DIRECTIONS → Your job here is to restate every record exactly, pictures excluded.

AVAILABLE DATA →
··········

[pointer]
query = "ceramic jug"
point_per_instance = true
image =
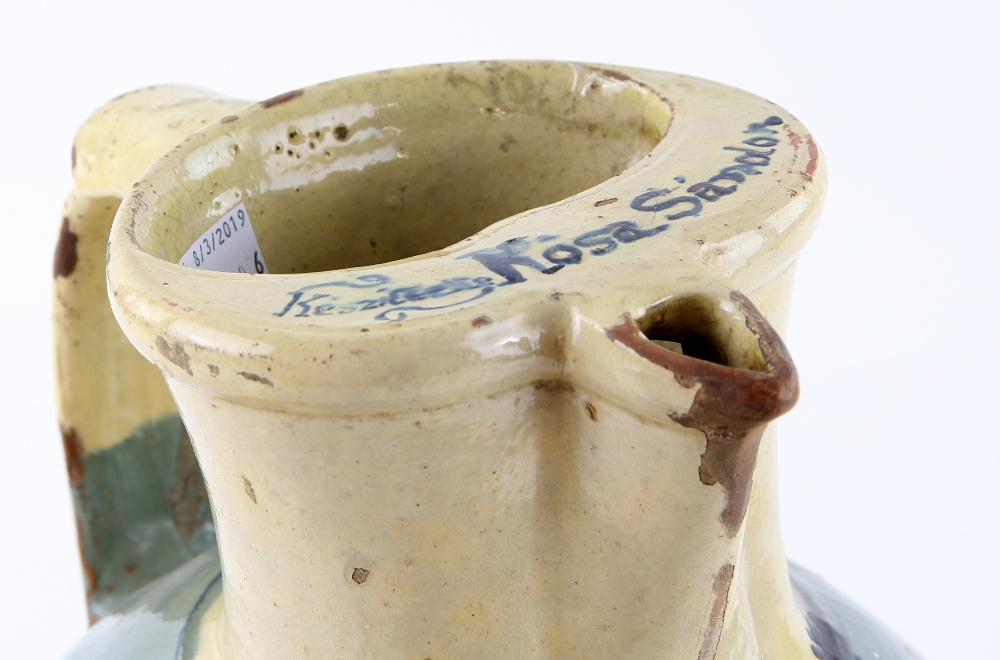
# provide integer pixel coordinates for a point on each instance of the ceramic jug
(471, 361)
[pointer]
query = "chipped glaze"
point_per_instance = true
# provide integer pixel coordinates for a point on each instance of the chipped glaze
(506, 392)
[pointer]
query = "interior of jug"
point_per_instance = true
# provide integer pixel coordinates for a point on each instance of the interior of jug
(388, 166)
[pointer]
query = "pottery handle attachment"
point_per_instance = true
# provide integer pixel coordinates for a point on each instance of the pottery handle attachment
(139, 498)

··········

EXERCISE RESULT →
[pointer]
query = "ceramic jug"
point_per_instance = true
image =
# provide integer pixel coordinates for a point on each instance of the ceramic jug
(471, 361)
[pointer]
query = "chipped glaze"
point_per_instance = true
# provide integer pixel coordinates for a point on each instance of the chipped glaze
(506, 392)
[pointer]
query = "interior of jug"
point_per_instance = true
# provide integer pixel coordinates for a point on each instance of the interior of jug
(388, 166)
[pointer]
query = "pottery handle attachment"
point_per_instance = true
# provide integer pixel coordinates for a point on each instance of the pottery handle attachment
(139, 498)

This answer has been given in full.